Texto de la página:
-=-=-=-=-

Se percibe, sin embargo, un cierto debilitamiento de la vida cristiana en el conjunto
de la sociedad y de la propia pertenencia a la Iglesia católica debido al secularismo,
al hedonismo, al indiferentismo y al proselitismo de numerosas sectas, de religiones
animistas y de nuevas expresiones seudoreligiosas.
Todo
ello configura una situación nueva que será analizada aquí, en Aparecida. Ante la
nueva encrucijada, los fieles esperan de esta V Conferencia una renovación y revitalización
de su fe en Cristo, nuestro único Maestro y Salvador, que nos ha revelado la experiencia
única del Amor infinito de Dios Padre a los hombres. De esta fuente podrán surgir
nuevos caminos y proyectos pastorales creativos, que infundan una firme esperanza
para vivir de manera responsable y gozosa la fe e irradiarla así en el propio ambiente.
3.
Discípulos y misioneros
Esta Conferencia General tiene
como tema: “Discípulos y misioneros de Jesucristo, para que nuestros pueblos en Él
tengan vida. -Yo soy el Camino, la Verdad y la Vida-” (Jn 14,6). La Iglesia
tiene la gran tarea de custodiar y alimentar la fe del Pueblo de Dios, y recordar
también a los fieles de este Continente que, en virtud de su bautismo, están llamados
a ser discípulos y misioneros de Jesucristo. Esto conlleva seguirlo, vivir en intimidad
con Él, imitar su ejemplo y dar testimonio. Todo bautizado recibe de Cristo, como
los Apóstoles, el mandato de la misión: “Id por todo el mundo y proclamad la Buena
Nueva a toda la creación. El que crea y sea bautizado, se salvará” (Mc 16,15). Pues
ser discípulos y misioneros de Jesucristo y buscar la vida “en Él” supone estar profundamente
enraizados en Él.

-=-=-=-=-

Su objetivo: Reescriba el pasaje del texto sobre la Conferencia de Aparecida desde "Se percibe, sin" hasta "nuevas expresiones seudoreligiosas.", ambos incluidos, y sustituya "secularismo" por "materialismo".

[Material de una fuente de datos]
-=-=-=-=-

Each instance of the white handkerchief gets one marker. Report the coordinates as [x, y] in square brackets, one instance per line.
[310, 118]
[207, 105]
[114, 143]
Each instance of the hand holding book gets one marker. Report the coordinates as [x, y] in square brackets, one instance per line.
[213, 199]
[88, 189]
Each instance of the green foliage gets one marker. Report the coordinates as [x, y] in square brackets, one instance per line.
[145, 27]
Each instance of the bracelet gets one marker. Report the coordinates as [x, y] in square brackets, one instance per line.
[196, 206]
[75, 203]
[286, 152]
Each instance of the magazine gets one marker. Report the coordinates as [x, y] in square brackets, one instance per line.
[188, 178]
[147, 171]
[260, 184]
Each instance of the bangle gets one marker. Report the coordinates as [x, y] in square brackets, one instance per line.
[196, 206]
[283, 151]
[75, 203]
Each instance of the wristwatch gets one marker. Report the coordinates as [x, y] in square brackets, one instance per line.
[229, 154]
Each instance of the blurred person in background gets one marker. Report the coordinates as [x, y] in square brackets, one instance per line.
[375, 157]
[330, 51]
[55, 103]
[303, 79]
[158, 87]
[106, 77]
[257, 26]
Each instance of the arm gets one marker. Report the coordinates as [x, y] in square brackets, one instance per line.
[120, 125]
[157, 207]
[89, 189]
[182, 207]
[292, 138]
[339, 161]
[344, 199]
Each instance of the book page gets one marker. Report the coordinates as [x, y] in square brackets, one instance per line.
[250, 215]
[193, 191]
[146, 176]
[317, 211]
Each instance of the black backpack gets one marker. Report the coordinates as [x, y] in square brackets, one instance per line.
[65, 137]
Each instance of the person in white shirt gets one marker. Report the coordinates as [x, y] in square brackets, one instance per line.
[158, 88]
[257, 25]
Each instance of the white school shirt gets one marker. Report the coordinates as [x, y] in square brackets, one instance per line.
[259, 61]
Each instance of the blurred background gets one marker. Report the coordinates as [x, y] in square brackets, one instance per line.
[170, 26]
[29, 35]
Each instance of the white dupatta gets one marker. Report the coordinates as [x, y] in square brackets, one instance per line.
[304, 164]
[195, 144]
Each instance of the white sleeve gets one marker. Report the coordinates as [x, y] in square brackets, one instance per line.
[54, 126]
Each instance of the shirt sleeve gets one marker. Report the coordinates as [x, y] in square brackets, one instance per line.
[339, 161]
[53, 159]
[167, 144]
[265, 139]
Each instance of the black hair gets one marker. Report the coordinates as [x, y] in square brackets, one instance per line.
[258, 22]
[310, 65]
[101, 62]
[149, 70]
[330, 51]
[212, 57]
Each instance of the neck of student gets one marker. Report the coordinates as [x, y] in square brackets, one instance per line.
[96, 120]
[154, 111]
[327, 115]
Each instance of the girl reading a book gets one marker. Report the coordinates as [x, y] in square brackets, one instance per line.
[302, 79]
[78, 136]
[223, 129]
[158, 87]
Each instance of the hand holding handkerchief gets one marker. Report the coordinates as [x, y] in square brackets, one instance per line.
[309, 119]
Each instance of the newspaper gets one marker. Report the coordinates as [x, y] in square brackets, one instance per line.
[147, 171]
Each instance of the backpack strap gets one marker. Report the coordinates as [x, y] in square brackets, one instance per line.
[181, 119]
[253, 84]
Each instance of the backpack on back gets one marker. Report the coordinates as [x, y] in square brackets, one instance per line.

-=-=-=-=-

Solución del problema:
Se percibe, sin embargo, un cierto debilitamiento de la vida cristiana en el conjunto
de la sociedad y de la propia pertenencia a la Iglesia católica debido al materialismo,
al hedonismo, al indiferentismo y al proselitismo de numerosas sectas, de religiones
animistas y de nuevas expresiones seudoreligiosas.